**Work order**
In the records, find each line where "white" occurs, and copy it.

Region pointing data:
##########
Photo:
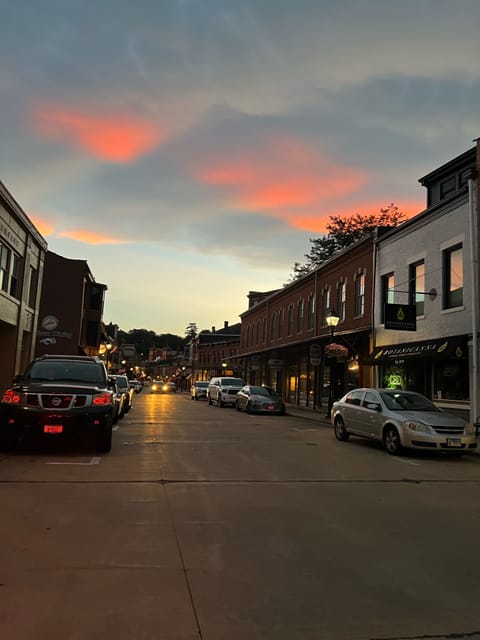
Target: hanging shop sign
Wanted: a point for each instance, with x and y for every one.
(401, 317)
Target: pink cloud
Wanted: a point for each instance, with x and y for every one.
(113, 137)
(284, 177)
(89, 237)
(44, 226)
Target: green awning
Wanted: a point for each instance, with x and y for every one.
(441, 348)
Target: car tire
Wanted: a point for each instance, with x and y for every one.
(7, 441)
(391, 440)
(104, 440)
(339, 429)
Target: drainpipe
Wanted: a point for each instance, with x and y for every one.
(473, 232)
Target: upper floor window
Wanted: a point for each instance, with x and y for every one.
(416, 287)
(453, 277)
(448, 186)
(15, 277)
(300, 316)
(387, 292)
(290, 320)
(10, 271)
(311, 313)
(281, 317)
(32, 288)
(325, 306)
(4, 267)
(359, 294)
(341, 299)
(273, 326)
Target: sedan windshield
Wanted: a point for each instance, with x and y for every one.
(396, 401)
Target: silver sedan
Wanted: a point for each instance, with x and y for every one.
(256, 399)
(400, 419)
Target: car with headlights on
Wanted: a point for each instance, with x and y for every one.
(259, 399)
(57, 396)
(158, 386)
(400, 419)
(199, 389)
(125, 388)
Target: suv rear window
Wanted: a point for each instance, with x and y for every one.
(232, 382)
(89, 372)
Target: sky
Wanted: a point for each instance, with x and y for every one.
(189, 150)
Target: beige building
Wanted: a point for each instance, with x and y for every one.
(22, 257)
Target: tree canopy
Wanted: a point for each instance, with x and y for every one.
(342, 231)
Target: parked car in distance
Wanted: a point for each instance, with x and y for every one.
(57, 396)
(257, 399)
(126, 389)
(136, 385)
(223, 390)
(158, 386)
(118, 401)
(199, 389)
(400, 419)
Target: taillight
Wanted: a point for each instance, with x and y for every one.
(102, 399)
(11, 397)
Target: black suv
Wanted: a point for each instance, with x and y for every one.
(59, 395)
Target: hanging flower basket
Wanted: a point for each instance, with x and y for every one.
(335, 350)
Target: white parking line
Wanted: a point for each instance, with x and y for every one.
(92, 461)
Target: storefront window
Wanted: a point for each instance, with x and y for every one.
(451, 380)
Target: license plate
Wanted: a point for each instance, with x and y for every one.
(53, 428)
(454, 442)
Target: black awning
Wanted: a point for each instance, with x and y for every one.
(440, 348)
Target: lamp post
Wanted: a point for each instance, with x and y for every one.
(108, 348)
(332, 321)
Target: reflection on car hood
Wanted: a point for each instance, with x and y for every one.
(431, 418)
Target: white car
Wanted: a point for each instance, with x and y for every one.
(223, 390)
(400, 419)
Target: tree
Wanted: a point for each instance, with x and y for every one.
(191, 330)
(343, 232)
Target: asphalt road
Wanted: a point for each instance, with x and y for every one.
##########
**Your response**
Target: white parking line
Target: white car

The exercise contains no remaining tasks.